FH: The national healthcare debate has focused largely on controlling costs and increasing coverage. What other issues should be given greater attention in the public forum?

SG: Increasing coverage and controlling cost, in that order, seem to be the most important elements to focus on. But, of course, we also need to focus on quality on three levels. The first is eliminating very low-quality services—by either improving the quality of low-quality providers or removing those providers from the market. Second is improving the average quality of service provision, particularly when thinking about technology and new kinds of providers that can actually help improve quality in the middle of the market. Making care more accessible is a corollary to quality. I am intrigued by the growth of minute clinics, which I think address an aspect of quality that really matters to people: enabling them to get care when they want it. And, third, ensuring that we remain innovative and creative at the top of the market and that we don’t smooth out so many of the bumps that we stop seeing innovation in the market. All three of those are policy goals that we need to keep in mind.

# # # #

DIRECTIONS FOR THIS TASK - Could you write out the healthcare interview excerpt above in full, word for word?

# # # #

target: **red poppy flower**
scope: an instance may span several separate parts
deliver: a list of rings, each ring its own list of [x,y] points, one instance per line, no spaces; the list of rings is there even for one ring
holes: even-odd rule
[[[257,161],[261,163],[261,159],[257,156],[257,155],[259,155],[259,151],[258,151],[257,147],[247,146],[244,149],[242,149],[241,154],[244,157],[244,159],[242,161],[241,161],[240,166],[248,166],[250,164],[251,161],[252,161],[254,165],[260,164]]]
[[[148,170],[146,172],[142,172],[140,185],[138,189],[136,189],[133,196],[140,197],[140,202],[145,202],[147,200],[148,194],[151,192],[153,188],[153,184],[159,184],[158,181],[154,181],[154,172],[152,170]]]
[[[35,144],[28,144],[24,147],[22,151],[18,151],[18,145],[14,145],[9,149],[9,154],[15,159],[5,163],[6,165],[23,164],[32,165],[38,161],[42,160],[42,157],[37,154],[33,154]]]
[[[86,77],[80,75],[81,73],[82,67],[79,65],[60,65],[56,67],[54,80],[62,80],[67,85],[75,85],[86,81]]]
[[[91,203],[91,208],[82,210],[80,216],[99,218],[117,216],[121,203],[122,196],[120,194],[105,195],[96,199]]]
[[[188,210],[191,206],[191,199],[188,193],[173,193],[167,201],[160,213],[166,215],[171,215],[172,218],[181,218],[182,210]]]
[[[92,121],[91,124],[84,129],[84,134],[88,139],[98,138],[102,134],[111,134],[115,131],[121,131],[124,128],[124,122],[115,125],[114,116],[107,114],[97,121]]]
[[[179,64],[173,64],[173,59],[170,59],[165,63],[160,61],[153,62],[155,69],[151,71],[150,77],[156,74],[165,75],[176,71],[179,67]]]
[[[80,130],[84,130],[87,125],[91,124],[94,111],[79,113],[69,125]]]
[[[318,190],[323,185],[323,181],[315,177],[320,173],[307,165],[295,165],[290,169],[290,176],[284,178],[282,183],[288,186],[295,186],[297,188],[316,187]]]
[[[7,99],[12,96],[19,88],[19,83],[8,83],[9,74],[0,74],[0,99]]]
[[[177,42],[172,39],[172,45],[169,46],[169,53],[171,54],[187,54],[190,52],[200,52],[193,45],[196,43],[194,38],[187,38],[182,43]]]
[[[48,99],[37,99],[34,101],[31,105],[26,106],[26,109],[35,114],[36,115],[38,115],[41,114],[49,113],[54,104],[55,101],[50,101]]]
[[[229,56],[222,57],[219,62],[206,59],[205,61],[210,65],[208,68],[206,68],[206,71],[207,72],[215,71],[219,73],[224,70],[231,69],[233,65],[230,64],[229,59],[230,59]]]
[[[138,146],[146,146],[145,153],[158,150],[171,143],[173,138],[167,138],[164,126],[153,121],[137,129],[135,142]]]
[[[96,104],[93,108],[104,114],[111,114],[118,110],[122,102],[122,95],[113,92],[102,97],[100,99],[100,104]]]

# # # #

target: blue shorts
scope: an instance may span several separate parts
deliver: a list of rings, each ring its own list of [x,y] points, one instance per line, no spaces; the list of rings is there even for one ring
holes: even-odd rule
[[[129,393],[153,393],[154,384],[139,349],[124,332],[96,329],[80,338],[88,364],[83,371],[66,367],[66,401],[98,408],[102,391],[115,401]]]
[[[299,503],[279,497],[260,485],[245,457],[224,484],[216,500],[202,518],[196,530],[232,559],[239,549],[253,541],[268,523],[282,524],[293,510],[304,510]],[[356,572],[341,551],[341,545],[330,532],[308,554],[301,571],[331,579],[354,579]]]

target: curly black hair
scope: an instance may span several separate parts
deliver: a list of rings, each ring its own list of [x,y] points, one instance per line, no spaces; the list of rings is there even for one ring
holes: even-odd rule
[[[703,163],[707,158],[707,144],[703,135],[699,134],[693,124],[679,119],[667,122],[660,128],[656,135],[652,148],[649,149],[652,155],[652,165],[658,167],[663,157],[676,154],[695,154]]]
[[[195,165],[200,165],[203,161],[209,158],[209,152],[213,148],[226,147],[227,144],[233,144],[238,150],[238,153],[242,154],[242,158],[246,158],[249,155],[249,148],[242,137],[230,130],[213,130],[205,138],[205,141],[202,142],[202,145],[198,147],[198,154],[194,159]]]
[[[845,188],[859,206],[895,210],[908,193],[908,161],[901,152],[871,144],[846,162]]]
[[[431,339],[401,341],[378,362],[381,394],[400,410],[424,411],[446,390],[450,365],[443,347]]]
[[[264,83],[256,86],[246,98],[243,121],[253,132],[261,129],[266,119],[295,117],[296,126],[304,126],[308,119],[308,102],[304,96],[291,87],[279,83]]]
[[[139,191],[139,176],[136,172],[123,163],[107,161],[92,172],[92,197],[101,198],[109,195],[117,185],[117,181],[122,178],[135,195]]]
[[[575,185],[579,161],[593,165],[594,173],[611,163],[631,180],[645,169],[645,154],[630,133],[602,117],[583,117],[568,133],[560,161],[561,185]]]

# # # #

SOLVED EXERCISE -
FH: The national healthcare debate has focused largely on controlling costs and increasing coverage. What other issues should be given greater attention in the public forum?

SG: Increasing coverage and controlling cost, in that order, seem to be the most important elements to focus on. But, of course, we also need to focus on quality on three levels. The first is eliminating very low-quality services—by either improving the quality of low-quality providers or removing those providers from the market. Second is improving the average quality of service provision, particularly when thinking about technology and new kinds of providers that can actually help improve quality in the middle of the market. Making care more accessible is a corollary to quality. I am intrigued by the growth of minute clinics, which I think address an aspect of quality that really matters to people: enabling them to get care when they want it. And, third, ensuring that we remain innovative and creative at the top of the market and that we don’t smooth out so many of the bumps that we stop seeing innovation in the market. All three of those are policy goals that we need to keep in mind.